TRECHO DO DOCUMENTO:
#####
A sua construção ressente-se pois destas circunstâncias: nem edifícios, nem monumentos, nem construções sólidas e sérias: tudo é ligeiro, barato, provisório. A igreja católica é como uma grande barraca: vê-se o céu azul através do seu teto feito de grandes traves mal unidas. Tudo isto dá a Port Said um aspeto triste. No fim das festas, tempo depois, quando ali tornei a passar, em viagem para Jerusalém, pareceu-me pela apatia da vida, pelo silêncio, que o deserto começava de novo a aparecer por entre aquela fraca aparência de cidade.

Mas naquele dia 17, da inauguração, Port Said, cheio de gente, coberto de bandeiras, todo ruidoso dos tiros dos canhões e dos hurras da marinhagem, tendo no seu porto as esquadras da Europa, cheio de flâmulas, de arcos, de flores, de músicas, de cafés improvisados, de barracas de acampamento, de uniformes, tinha um belo e poderoso aspeto de vida. A baía de Port Said estava triunfante. Era o primeiro dia das festas. Estavam ali as esquadras francesas do Levante, a esquadra italiana, os navios suecos, holandeses, alemães e russos, os iates dos príncipes, os vapores egípcios, a frota do paxá, as fragatas espanholas, a Aigle, com a imperatriz, o Mamondeh com o quediva, e navios com todas as amostras de realeza, desde o imperador cristianíssimo Francisco José até ao quediva árabe Abd el-Kader. As salvas faziam o ar sonoro. Em todos os navios, empavesados e cheios de pavilhões, a marinhagem, perfilada nas vergas, saudava com vastos hurras. De todos os tombadilhos vinha o vivo ruído das músicas militares. O azul da baía era riscado em todos os sentidos pelos escaleres, a remos, a vapor, à vela: almirantes com os seus pavilhões, oficialidades todas resplandecentes de uniformes, gordos funcionários turcos afadigados e apopléticos, viajantes com os chapéus cobertos de véus e couffins, cruzavam-se ruidosamente por entre os grandes navios ancorados; as barcas decrépitas dos árabes, apinhadas de turbantes, abriam as suas largas velas riscadas de azul. Sobre tudo isto o céu do Egito, de uma cor, de uma profundidade infinita. À noite a cidade iluminava-se, enchia-se de músicas, de festas populares. As esquadras tinham as suas armações e cordagens cobertas de fios de luz. Durante toda a noite os fogos-de-artifício, numa grande linha de terra, faziam, sobre o céu escuro, grande bordado luminoso.
#####
DADOS DISPONÍVEIS:
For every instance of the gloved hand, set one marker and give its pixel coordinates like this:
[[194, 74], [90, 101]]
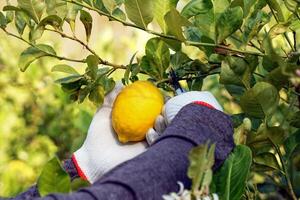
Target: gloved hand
[[101, 150], [172, 107]]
#####
LISTA DE TAREFAS:
• A. Reproduza palavra por palavra a passagem do trecho sobre Port Said, a começar nas palavras "A sua construção" e a terminar depois de "aparência de cidade.".
• B. No trecho sobre Port Said, em que navio seguia a imperatriz?
• C. Como se traduz para inglês esta frase do trecho sobre Port Said: "À noite a cidade iluminava-se, enchia-se de músicas, de festas populares."?
Os dados não têm qualquer papel aqui.

RESPOSTAS POR TAREFA:
• A.
A sua construção ressente-se pois destas circunstâncias: nem edifícios, nem monumentos, nem construções sólidas e sérias: tudo é ligeiro, barato, provisório. A igreja católica é como uma grande barraca: vê-se o céu azul através do seu teto feito de grandes traves mal unidas. Tudo isto dá a Port Said um aspeto triste. No fim das festas, tempo depois, quando ali tornei a passar, em viagem para Jerusalém, pareceu-me pela apatia da vida, pelo silêncio, que o deserto começava de novo a aparecer por entre aquela fraca aparência de cidade.

• B. Na Aigle.

• C. At night the city lit up and filled with music and popular festivities.